▶ YOUR OBJECTIVE
Tell how many lines in the data below hold the string "tight"; give nothing but the number.

▶ MATERIAL FOR THIS EXERCISE
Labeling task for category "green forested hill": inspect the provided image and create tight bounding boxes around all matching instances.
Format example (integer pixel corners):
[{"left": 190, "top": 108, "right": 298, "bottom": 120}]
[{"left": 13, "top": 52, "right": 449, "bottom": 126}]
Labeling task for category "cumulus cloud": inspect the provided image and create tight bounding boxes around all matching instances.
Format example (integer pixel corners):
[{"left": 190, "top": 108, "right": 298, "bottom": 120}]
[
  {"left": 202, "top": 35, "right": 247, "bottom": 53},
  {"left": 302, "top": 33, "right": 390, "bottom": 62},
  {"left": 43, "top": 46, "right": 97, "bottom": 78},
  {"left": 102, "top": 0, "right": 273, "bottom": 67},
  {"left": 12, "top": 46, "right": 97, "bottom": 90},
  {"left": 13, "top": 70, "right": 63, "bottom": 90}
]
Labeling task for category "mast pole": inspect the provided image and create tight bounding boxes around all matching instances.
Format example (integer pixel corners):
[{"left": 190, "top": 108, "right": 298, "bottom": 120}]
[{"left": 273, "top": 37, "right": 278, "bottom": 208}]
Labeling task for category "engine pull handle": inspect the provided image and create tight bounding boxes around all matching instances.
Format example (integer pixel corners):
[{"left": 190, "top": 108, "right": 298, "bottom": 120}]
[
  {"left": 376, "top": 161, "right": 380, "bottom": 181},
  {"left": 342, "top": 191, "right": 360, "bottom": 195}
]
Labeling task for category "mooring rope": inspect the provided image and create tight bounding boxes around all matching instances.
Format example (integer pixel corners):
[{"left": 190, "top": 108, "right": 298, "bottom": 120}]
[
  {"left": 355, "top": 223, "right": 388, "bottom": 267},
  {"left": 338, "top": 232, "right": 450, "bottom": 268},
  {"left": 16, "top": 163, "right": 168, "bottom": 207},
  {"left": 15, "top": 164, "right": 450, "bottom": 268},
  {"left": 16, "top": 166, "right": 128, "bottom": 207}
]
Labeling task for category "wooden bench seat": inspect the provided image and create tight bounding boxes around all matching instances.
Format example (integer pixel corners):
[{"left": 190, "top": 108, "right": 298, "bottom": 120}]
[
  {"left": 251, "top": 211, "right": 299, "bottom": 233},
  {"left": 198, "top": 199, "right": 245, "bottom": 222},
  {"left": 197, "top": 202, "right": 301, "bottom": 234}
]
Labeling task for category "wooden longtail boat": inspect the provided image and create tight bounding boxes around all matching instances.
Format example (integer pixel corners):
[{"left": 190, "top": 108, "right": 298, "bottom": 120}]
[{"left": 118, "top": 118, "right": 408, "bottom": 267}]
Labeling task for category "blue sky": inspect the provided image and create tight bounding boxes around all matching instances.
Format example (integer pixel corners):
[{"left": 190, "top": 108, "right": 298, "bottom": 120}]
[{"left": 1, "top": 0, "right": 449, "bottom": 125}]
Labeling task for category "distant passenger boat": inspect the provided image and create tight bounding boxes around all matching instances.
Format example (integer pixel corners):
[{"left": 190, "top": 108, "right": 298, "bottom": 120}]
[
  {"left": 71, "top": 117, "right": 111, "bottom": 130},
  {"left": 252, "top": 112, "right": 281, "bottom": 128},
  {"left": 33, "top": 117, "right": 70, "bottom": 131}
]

▶ COMPLETED TASK
9